Stored data:
## BEGIN
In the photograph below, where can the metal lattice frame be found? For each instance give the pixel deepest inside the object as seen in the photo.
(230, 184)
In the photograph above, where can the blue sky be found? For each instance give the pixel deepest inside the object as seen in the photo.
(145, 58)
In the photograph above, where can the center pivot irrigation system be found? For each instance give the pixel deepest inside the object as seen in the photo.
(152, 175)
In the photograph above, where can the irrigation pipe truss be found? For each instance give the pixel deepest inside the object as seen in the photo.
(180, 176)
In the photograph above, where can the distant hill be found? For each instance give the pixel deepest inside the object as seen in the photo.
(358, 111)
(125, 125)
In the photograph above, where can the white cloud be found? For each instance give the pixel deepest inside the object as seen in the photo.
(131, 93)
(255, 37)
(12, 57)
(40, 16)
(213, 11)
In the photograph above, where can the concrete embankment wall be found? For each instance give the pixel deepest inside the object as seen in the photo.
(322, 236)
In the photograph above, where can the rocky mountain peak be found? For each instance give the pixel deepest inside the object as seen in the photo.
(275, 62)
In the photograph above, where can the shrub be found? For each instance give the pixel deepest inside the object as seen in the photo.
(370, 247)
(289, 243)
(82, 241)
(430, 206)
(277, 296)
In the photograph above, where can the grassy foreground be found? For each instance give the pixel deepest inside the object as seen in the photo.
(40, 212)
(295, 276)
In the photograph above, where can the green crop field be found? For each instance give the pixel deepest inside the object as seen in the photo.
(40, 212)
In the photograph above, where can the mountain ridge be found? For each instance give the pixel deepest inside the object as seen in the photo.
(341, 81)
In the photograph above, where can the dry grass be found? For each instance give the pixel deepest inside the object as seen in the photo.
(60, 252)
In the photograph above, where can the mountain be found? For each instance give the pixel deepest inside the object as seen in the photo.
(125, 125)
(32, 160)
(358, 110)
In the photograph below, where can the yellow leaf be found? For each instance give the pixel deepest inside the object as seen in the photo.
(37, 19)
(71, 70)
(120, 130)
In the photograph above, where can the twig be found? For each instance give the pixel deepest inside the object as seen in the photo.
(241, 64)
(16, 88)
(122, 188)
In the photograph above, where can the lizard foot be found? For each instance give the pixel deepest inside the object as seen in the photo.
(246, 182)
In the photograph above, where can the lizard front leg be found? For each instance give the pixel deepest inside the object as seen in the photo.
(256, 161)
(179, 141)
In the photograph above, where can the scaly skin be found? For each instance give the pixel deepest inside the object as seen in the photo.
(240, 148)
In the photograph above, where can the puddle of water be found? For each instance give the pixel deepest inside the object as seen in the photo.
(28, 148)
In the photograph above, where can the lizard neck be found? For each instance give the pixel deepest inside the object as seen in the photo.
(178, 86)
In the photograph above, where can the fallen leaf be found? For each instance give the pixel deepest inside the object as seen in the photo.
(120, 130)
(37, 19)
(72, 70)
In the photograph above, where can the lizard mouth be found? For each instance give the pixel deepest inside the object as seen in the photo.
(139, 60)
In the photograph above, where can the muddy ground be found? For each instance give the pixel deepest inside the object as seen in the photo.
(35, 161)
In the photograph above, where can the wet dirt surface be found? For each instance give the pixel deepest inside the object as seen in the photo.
## END
• _What you are asked to do_:
Starting at the line with "In the photograph above, where can the mountain ridge", copy every line up to and including the last one in the entries above.

• _Full solution_:
In the photograph above, where can the mountain ridge be found? For each instance give the pixel deepest inside the object as seen in the photo.
(341, 81)
In the photograph above, where can the dry grass be found? For each instance give the pixel deepest inside the object as seen in the photo.
(60, 252)
In the photograph above, where can the mountain be found? For each instance give the pixel deepest inside the object as seen in the photo.
(125, 125)
(32, 160)
(358, 110)
In the photograph below, where can the yellow leaf be found? For each instance give the pixel deepest inside the object as seen in the photo.
(37, 19)
(71, 70)
(120, 130)
In the photograph above, where can the twig be found? For each instance give the pixel deepest inside the object as seen in the photo.
(241, 64)
(16, 88)
(122, 188)
In the photograph above, where can the lizard foot be found? For each instance give the pixel deepest inside the object as seen in the photo.
(246, 182)
In the photograph above, where can the lizard front leg be found? For each instance give the pixel deepest inside the object as seen in the photo.
(256, 161)
(179, 141)
In the photograph above, where can the scaly skin be found? For each instance give the pixel deepest inside the object as seen in the photo.
(240, 148)
In the photograph above, where can the puddle of water be found? For each instance give the pixel deepest inside the object as seen in the photo.
(28, 148)
In the photograph above, where can the lizard neck be found? For each instance give the pixel deepest inside the object as seen in the photo.
(178, 86)
In the photograph above, where can the fallen leaf be found? For each instance give the pixel deepest inside the object as seen in the photo.
(120, 130)
(37, 19)
(72, 70)
In the photograph above, where can the lizard mouth be found? For each instance give the pixel deepest inside the object as seen in the photo.
(139, 60)
In the photograph above, where can the muddy ground be found? For each instance give the pixel deepest inside the object as seen in the photo.
(35, 161)
In the photograph above, where can the wet dirt surface be found? For each instance give the pixel deepest inside the object as seen in the photo.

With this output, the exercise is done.